Count the lines in the rows below that contain the word "instance". Reply with only the number.

:: Entries provided ::
::::::::::

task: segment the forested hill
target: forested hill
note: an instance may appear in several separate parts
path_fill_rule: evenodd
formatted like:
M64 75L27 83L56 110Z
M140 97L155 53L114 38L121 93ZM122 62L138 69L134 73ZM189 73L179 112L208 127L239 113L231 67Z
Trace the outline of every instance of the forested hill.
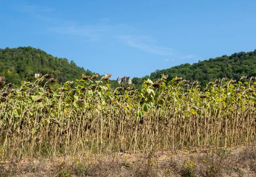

::::::::::

:: Solution for this task ::
2